--- START OF DATA SUPPLIED ---

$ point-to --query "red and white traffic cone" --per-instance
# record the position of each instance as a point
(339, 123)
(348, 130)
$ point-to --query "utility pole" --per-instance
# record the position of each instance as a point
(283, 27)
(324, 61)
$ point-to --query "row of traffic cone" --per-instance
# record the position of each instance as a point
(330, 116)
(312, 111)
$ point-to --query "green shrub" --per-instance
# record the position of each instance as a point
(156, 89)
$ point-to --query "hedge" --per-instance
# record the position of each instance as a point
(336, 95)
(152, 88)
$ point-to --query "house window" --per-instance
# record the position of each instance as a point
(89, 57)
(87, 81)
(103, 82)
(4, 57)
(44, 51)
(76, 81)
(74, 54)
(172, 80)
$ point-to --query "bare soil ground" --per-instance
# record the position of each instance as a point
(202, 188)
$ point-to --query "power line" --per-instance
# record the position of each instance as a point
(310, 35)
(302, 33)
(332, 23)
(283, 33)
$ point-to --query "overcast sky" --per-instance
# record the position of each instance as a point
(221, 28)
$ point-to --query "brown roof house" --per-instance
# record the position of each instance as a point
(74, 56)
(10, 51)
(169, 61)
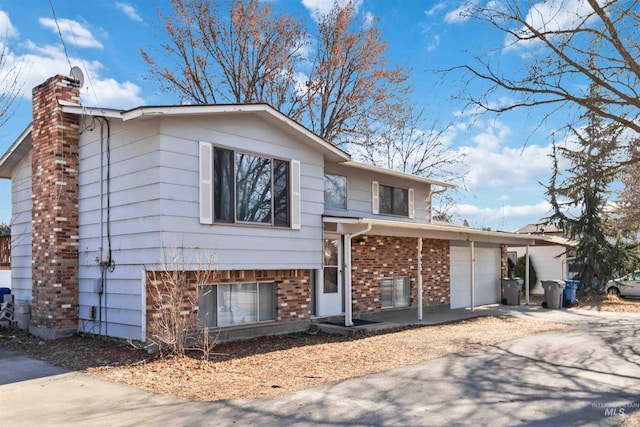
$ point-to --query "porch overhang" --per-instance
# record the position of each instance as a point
(346, 225)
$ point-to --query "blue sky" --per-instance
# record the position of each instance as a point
(506, 157)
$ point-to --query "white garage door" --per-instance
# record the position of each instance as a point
(486, 276)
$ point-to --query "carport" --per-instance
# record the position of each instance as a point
(475, 256)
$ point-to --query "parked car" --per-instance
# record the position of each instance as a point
(626, 286)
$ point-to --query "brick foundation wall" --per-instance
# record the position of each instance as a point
(436, 272)
(54, 174)
(293, 292)
(504, 266)
(375, 257)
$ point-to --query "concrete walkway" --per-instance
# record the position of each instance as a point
(588, 375)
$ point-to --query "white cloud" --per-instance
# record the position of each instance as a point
(461, 14)
(318, 8)
(130, 11)
(42, 62)
(6, 27)
(436, 8)
(73, 32)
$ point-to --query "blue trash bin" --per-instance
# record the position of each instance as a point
(569, 293)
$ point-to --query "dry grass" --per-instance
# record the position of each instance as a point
(270, 366)
(277, 365)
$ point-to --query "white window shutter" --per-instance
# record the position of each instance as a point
(412, 206)
(295, 194)
(206, 182)
(375, 197)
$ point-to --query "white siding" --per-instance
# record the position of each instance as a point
(360, 202)
(486, 275)
(154, 204)
(238, 246)
(21, 231)
(135, 224)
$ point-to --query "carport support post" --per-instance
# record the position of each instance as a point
(526, 277)
(348, 299)
(472, 257)
(419, 278)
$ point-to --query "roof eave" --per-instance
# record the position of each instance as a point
(15, 153)
(398, 174)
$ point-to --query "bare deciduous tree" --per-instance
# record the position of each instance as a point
(585, 187)
(569, 46)
(10, 84)
(172, 293)
(351, 76)
(253, 55)
(628, 206)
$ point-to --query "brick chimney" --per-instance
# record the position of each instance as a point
(54, 199)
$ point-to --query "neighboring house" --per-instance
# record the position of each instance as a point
(298, 232)
(552, 256)
(5, 260)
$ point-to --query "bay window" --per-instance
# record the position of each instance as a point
(395, 292)
(237, 187)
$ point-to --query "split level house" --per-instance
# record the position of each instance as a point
(291, 229)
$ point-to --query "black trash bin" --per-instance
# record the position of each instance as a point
(552, 293)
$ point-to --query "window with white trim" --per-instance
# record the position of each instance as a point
(390, 200)
(231, 304)
(238, 187)
(335, 191)
(395, 292)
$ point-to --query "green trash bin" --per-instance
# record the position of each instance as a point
(553, 293)
(511, 291)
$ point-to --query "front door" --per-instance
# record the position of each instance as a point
(330, 301)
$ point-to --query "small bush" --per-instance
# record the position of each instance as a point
(520, 271)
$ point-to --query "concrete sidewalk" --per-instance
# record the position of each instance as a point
(588, 375)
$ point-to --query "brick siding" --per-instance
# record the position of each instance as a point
(293, 291)
(436, 272)
(375, 257)
(54, 307)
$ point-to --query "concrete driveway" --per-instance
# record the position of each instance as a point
(588, 375)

--- END OF DATA SUPPLIED ---

(THE EXERCISE)
Transcribe all of the material exactly, leaving out whatever pictures it contains.

(FINISHED EXERCISE)
$ point-to --query "red and white traffic cone" --per-instance
# record the position of each instance as a point
(339, 123)
(348, 130)
$ point-to --query "utility pole" --per-instance
# record the position of each instance as a point
(283, 27)
(324, 61)
$ point-to --query "row of traffic cone" --per-instance
# record the position of each instance as a point
(330, 116)
(312, 111)
$ point-to --query "green shrub" --per-instance
# record the position of each instance as a point
(156, 89)
$ point-to --query "hedge" --per-instance
# record the position of each instance as a point
(336, 95)
(152, 88)
$ point-to --query "house window" --per-instance
# record the position of each instance as a point
(89, 57)
(87, 81)
(103, 82)
(4, 57)
(44, 51)
(76, 81)
(74, 54)
(172, 80)
$ point-to --query "bare soil ground" --per-instance
# record the position of each instance as a point
(202, 188)
$ point-to --query "power line" --per-instance
# record the position of each instance as a point
(310, 35)
(302, 33)
(332, 23)
(283, 33)
$ point-to --query "overcast sky" --per-instance
# record the position of each instance as a point
(221, 28)
$ point-to --query "brown roof house" --per-instance
# record the position of each instance as a point
(74, 56)
(10, 51)
(169, 61)
$ point-to --query "porch overhang" --per-instance
# record the position of each instance as a point
(346, 225)
$ point-to --query "blue sky" --per-instance
# record the position of each instance as a point
(506, 157)
$ point-to --query "white garage door" --per-instance
# record the position of each instance as a point
(486, 276)
$ point-to --query "carport" --per-instance
# record the position of each instance as a point
(475, 256)
$ point-to --query "parked car" --per-instance
# record the position of each instance as a point
(626, 286)
$ point-to --query "brick foundation wall" --per-instance
# record the position of each instance as a point
(436, 272)
(54, 174)
(293, 292)
(504, 266)
(375, 257)
$ point-to --query "concrete walkway" --per-instance
# record the position of each instance as a point
(588, 375)
$ point-to --query "white cloud" --per-instance
# record the position of each instance as a point
(461, 14)
(318, 8)
(130, 11)
(42, 62)
(6, 27)
(436, 8)
(73, 32)
$ point-to --query "blue trash bin" --per-instance
# record the position of each instance as a point
(569, 293)
$ point-to --query "dry grass" --per-instance
# record the position of each instance as a point
(270, 366)
(277, 365)
$ point-to --query "white window shutter" --per-instance
# record the position of each instance as a point
(412, 206)
(295, 194)
(206, 182)
(375, 197)
$ point-to --query "white siding" --per-instance
# record the position of each instance as a point
(360, 202)
(486, 275)
(154, 204)
(238, 246)
(21, 231)
(135, 224)
$ point-to --query "carport support post" --per-instance
# record the position of each instance as a point
(526, 277)
(348, 299)
(472, 257)
(419, 278)
$ point-to --query "roof eave" --per-instance
# record the position of each instance as a point
(15, 153)
(398, 174)
$ point-to --query "bare deciduous tree" --per-instance
# record the position of each instance as a point
(585, 187)
(569, 46)
(10, 84)
(172, 293)
(351, 76)
(253, 55)
(628, 206)
$ point-to --query "brick chimney" --per-instance
# record the position of each instance as a point
(54, 199)
$ point-to --query "neighboring house" --per-instance
# record the position of each instance as a point
(298, 232)
(552, 256)
(5, 260)
$ point-to --query "bay window" --per-instance
# record the position of each instance as a point
(395, 292)
(237, 187)
$ point-to --query "split level house" --per-instance
# record the position of each instance as a point
(291, 229)
$ point-to --query "black trash bin" --per-instance
# record the position of each instance as a point
(552, 293)
$ point-to --query "window with white trim" --per-instance
# record the position of each instance as a point
(390, 200)
(231, 304)
(238, 187)
(335, 191)
(395, 292)
$ point-to --query "green trash bin" --per-instance
# record the position of each instance as a point
(553, 293)
(511, 291)
$ point-to --query "front door" --per-instance
# record the position of each instance as a point
(330, 301)
$ point-to --query "small bush" --per-instance
# record the position of each instance as a point
(520, 271)
$ point-to --query "concrete sidewalk" --per-instance
# record the position of each instance as a point
(588, 375)
$ point-to --query "brick siding" --per-instance
# record the position of each instance as a point
(293, 291)
(436, 272)
(375, 257)
(54, 307)
$ point-to --query "concrete driveway" --per-instance
# record the position of each instance as a point
(588, 375)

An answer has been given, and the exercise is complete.